SET TASK →
Rewrite every line of the data below, including the requests, without the pictures, and rescale each bounding box coordinate in the answers by 0.35, rounding to whole numbers with halves rounded up.

[Object detection data]
————————

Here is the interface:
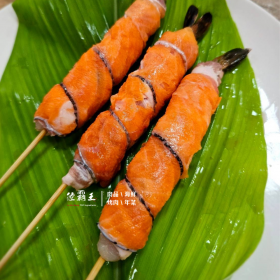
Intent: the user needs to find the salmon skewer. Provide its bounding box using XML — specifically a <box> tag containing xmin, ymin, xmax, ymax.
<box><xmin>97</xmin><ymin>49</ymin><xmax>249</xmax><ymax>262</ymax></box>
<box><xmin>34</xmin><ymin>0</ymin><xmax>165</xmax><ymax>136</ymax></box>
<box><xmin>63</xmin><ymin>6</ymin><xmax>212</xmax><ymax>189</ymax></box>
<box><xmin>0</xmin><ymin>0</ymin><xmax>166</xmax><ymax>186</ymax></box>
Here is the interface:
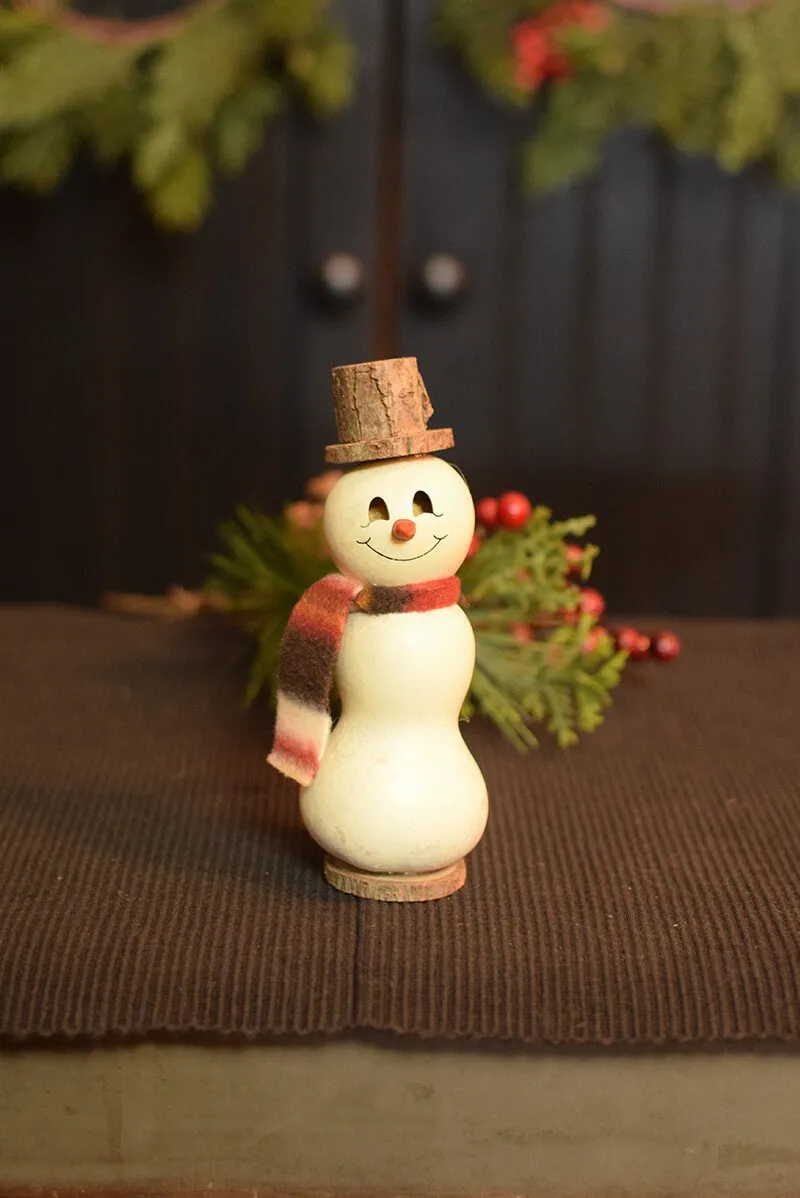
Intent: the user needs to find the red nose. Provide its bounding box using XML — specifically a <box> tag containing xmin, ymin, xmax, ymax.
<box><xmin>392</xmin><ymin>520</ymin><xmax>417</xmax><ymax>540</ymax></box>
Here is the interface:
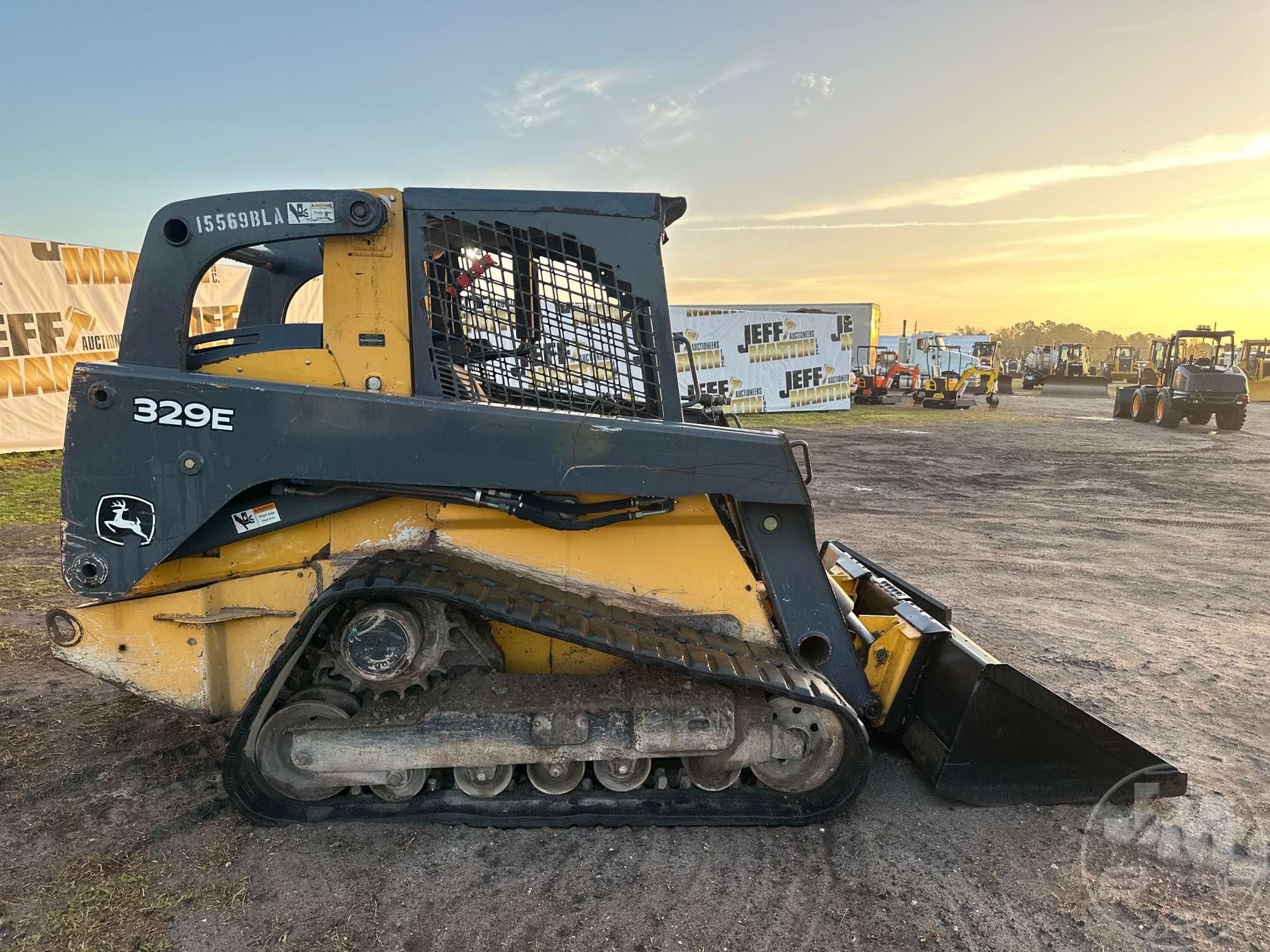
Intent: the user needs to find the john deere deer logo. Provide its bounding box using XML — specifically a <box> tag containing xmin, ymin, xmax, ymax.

————————

SOLUTION FOR THIS TASK →
Here is the interface:
Intent: the user needs to find the salmon skewer. Provide its bounding box using XML — specifically a <box> tag containing xmin, ymin, xmax, ymax.
<box><xmin>34</xmin><ymin>17</ymin><xmax>87</xmax><ymax>92</ymax></box>
<box><xmin>12</xmin><ymin>0</ymin><xmax>58</xmax><ymax>48</ymax></box>
<box><xmin>22</xmin><ymin>2</ymin><xmax>74</xmax><ymax>66</ymax></box>
<box><xmin>0</xmin><ymin>0</ymin><xmax>58</xmax><ymax>65</ymax></box>
Here is the interface:
Intent: the user needs to find the red nose. Provide its bounding box using XML — specifically a <box> tag containing xmin, ymin, xmax, ymax.
<box><xmin>137</xmin><ymin>182</ymin><xmax>146</xmax><ymax>189</ymax></box>
Here is the interface:
Intent: the user needs to find the john deere deer logo. Provide its bounding box using XML — specifically a <box> tag containing xmin, ymin, xmax, ymax.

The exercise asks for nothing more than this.